Parts of the exercise:
#1 In the book review, how many years had Elsie Gormley lived alone in her house before her fall?
#2 Please continue the book review of A Hundred Small Lessons from its last sentence.

Extracted text:
↓

Thursday, November 30, 2017

Review: A Hundred Small Lessons by Ashley Hay

Life transitions are hard. Good ones and sad ones, they are all stressful and loaded with emotion. Having a child is a big life change. So is moving homes. Both disrupt life and force change. Characters in Ashley Hay's new novel, A Hundred Small Lessons, are facing major life changes and taking stock of their lives in this lovely, quiet, character driven, domestic novel.

When elderly Elsie Gormley falls and breaks a hip, her children, in their seventies themselves, decide that after rehab she can't return to the house she's lived alone in for thirty-seven years, instead placing her in a local retirement home. Cut adrift from the house that carried the memories of most of her life, her marriage, her motherhood, and her widowhood, she starts to drift between past and present in her mind, losing her place in the present and reality slowly, so slowly. Lucy Kiss, her husband Ben, and their one year old son Tom have moved to Brisbane, the city of Ben's childhood, buying Elsie's home. Although they have lived all over the world, Lucy really struggles with the move to Brisbane, the distance from her family, and motherhood suddenly being her only job. As Lucy tries to settle in and make Elsie's house her own, she conjures up the old woman, whom she has never met, as a sort of touchstone or imagined friend. In fact, Lucy is certain that Elsie has come back to the house to watch her several times, a fixation Ben finds ridiculous and frustrating.

↑

Extracted material:
↓

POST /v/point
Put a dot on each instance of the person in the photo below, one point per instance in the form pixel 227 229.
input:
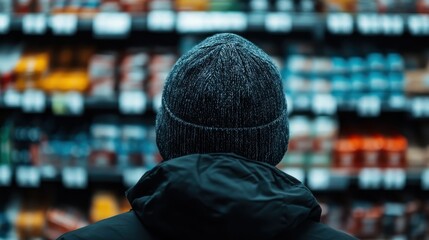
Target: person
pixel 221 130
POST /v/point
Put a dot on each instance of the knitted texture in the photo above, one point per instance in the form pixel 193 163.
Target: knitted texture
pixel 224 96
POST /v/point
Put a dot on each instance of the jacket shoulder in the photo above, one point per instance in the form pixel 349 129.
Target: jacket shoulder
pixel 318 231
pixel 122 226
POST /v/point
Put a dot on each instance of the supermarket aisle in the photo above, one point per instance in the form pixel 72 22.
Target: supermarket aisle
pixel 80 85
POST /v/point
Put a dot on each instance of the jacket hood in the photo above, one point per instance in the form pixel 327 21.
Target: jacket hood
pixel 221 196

↑
↓

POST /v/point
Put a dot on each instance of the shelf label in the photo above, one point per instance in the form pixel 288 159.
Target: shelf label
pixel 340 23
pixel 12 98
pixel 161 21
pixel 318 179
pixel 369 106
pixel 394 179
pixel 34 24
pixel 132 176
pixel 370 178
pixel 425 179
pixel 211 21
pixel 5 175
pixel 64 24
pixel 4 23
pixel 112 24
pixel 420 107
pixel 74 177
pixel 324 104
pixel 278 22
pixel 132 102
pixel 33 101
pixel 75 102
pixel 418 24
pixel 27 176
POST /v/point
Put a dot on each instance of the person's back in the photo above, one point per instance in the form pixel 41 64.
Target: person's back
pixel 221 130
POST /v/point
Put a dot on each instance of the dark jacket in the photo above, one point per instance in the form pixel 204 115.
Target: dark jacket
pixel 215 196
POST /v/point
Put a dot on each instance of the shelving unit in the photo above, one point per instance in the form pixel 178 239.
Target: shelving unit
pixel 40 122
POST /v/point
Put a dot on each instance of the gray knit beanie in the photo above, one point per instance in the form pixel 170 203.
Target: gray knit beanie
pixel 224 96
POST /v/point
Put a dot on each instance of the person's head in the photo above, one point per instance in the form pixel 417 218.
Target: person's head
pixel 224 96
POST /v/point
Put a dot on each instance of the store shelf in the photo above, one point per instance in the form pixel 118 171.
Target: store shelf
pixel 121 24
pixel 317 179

↑

Results for each task:
#1 Thirty-seven years.

#2
The story moves from Lucy's present to Elsie's remembering of the life she spent in the house with husband Clem and twins Don and Elaine. The switches in narrative focus are often triggered by Lucy finding something of Elsie's or of thinking that Elsie has looked in on the house. There is a slow and mesmerizing feel to the narrative as it focuses on snapshots of ordinary life and the small moments of that life. Both Lucy and Elsie face struggles with motherhood: Lucy with the isolation and vulnerability of raising a child and Elsie with the relationship she never could seem to get right with her daughter Elaine. The intersections and parallels, as well as the divergences, of Elsie and Lucy's lives weave throughout the novel, forming the backbone of the minimal plot. The writing here is lyrical and moody and the setting is beautifully evoked in all of its wet and close glory. A meditation on aging, motherhood, house as home, and the passing of time, this is a deep and nostalgic read.

For more information about Ashley Hay and the book, check out her website or like her on Facebook. Check out the book's Goodreads page, follow the rest of the blog tour, or look at the amazon reviews for others' thoughts and opinions on the book.
Thanks to Lisa from TLC Book Tours for sending me a copy of this book to review.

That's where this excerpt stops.